◆ Exercise details
Return all lines in the material below that contain "truck".

START Material shown

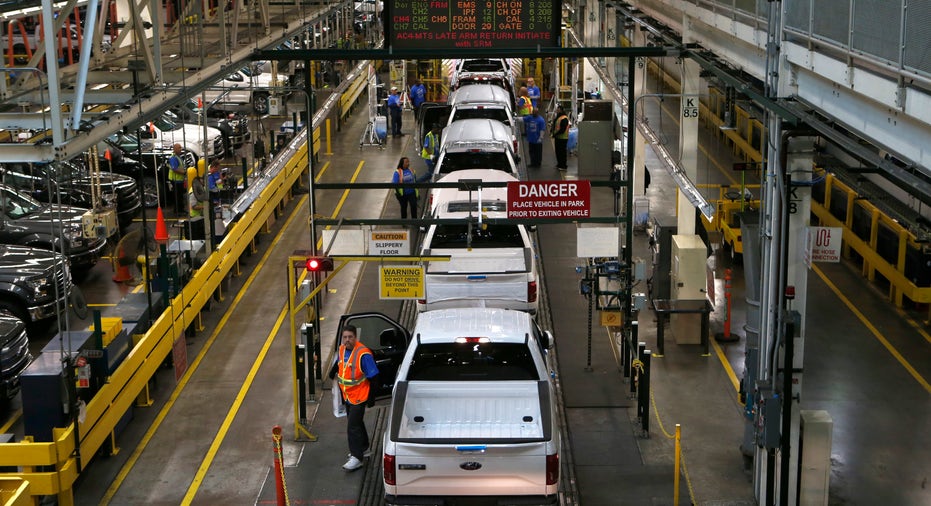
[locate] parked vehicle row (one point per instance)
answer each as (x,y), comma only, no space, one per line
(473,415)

END Material shown
START Material shown

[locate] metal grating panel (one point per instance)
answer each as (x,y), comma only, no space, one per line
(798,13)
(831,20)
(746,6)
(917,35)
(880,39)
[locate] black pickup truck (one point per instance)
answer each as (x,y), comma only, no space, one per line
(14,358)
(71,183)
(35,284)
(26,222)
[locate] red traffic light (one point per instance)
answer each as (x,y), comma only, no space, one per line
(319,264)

END Material shown
START Material shown

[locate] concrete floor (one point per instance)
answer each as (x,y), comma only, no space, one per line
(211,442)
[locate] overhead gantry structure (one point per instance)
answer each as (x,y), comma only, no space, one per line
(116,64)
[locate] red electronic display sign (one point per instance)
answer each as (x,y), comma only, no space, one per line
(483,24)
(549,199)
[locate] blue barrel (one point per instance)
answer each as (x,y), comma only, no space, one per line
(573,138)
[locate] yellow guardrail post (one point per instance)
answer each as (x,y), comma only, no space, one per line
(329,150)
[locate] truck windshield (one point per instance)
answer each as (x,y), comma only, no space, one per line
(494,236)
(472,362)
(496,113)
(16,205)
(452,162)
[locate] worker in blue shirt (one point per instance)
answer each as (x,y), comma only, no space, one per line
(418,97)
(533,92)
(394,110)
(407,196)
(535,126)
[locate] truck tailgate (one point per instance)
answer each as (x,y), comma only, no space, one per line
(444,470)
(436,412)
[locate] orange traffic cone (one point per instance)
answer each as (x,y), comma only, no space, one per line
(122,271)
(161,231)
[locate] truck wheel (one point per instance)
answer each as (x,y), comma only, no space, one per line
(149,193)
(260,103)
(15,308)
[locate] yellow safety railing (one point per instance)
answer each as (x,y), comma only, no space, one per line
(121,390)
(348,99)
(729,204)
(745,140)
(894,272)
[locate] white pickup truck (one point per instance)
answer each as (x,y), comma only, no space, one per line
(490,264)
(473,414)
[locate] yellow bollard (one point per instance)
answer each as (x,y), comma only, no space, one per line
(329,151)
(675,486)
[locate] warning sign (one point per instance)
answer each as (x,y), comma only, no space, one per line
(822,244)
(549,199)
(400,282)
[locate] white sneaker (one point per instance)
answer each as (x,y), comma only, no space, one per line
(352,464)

END Material shown

◆ Problem solution
[locate] black pickup truck (one point per instance)
[locate] truck windshield (one point per instance)
[locate] truck tailgate (one point per instance)
[locate] truck wheel (one point per instance)
[locate] white pickup truck (one point per instance)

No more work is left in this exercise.